Votre tâche
Pouvez-vous transposer en liste JSON de chaînes la partie qui s'ouvre sur la ligne contenant « For each <instance> » et se ferme sur celle contenant « negative clicks: (183, 113) », ces deux lignes comprises ? Mettez une chaîne par ligne et omettez les lignes vides.

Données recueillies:
§ §

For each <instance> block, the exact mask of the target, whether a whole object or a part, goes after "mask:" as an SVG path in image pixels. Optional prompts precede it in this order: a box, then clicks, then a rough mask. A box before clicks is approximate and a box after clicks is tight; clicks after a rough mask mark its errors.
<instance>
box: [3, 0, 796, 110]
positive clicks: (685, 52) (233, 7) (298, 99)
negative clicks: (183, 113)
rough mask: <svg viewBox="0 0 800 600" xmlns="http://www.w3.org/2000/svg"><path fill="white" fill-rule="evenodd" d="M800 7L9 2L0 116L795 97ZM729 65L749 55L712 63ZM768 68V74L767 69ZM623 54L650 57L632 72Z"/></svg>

§ §

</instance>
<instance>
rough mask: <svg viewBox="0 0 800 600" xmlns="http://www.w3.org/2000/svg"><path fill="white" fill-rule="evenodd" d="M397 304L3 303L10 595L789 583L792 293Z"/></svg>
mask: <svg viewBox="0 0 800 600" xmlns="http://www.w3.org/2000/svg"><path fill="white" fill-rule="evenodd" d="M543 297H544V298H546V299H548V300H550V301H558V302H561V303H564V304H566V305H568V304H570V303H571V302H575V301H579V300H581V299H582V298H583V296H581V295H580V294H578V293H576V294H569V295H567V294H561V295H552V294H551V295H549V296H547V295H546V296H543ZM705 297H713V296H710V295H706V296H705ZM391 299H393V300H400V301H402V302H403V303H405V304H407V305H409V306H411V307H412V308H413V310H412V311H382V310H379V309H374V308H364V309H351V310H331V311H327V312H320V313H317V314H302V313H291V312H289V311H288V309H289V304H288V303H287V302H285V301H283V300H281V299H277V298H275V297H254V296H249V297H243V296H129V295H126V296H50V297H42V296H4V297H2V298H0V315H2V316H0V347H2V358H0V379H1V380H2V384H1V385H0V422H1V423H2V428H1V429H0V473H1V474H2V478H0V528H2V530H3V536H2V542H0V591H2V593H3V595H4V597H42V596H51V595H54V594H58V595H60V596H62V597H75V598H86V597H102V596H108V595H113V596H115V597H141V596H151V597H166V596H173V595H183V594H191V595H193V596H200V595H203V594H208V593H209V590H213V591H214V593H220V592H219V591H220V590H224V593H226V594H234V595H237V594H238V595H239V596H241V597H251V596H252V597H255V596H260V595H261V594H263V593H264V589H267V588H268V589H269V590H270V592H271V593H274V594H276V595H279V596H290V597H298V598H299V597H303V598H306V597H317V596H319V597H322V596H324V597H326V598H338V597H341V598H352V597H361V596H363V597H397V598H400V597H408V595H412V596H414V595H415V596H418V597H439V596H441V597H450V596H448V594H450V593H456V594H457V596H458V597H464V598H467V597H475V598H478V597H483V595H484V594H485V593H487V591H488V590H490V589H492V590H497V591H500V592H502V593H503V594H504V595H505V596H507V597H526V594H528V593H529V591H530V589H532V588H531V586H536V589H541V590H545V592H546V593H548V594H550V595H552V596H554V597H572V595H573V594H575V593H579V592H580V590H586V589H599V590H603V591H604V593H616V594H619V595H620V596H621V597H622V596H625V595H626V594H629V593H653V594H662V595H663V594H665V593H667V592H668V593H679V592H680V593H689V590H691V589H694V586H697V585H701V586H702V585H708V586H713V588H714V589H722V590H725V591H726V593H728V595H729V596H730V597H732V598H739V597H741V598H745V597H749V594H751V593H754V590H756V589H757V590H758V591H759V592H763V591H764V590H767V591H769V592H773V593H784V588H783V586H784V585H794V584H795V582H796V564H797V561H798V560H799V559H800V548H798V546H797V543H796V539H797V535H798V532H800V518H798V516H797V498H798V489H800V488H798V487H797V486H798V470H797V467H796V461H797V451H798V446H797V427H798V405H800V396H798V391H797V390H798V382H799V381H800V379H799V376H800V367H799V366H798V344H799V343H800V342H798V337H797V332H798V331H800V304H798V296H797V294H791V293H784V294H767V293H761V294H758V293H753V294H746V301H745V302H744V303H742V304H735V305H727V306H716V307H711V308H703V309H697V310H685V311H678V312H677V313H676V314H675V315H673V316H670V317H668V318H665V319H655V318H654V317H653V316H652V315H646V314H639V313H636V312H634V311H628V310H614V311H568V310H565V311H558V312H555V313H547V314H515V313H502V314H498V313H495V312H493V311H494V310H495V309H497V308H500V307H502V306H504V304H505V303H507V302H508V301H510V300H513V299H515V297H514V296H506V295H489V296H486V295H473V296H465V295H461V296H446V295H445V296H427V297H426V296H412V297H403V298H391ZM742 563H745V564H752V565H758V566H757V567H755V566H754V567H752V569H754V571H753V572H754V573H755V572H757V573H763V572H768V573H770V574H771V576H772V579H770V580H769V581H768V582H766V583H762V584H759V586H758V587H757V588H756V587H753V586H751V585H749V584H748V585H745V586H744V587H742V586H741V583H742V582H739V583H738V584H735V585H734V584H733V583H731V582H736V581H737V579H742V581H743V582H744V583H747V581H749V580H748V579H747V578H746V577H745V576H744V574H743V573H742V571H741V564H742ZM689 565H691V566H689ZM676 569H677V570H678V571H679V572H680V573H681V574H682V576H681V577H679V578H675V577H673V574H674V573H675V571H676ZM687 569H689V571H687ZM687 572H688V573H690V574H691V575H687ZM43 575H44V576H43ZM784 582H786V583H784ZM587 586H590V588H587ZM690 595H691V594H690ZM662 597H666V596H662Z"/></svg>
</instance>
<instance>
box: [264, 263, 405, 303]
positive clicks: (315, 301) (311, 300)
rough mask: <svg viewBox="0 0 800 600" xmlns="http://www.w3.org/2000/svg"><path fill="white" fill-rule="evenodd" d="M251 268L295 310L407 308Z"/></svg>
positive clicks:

§ §

Corrigé
[
  "For each <instance> block, the exact mask of the target, whether a whole object or a part, goes after \"mask:\" as an SVG path in image pixels. Optional prompts precede it in this order: a box, then clicks, then a rough mask. A box before clicks is approximate and a box after clicks is tight; clicks after a rough mask mark its errors.",
  "<instance>",
  "box: [3, 0, 796, 110]",
  "positive clicks: (685, 52) (233, 7) (298, 99)",
  "negative clicks: (183, 113)"
]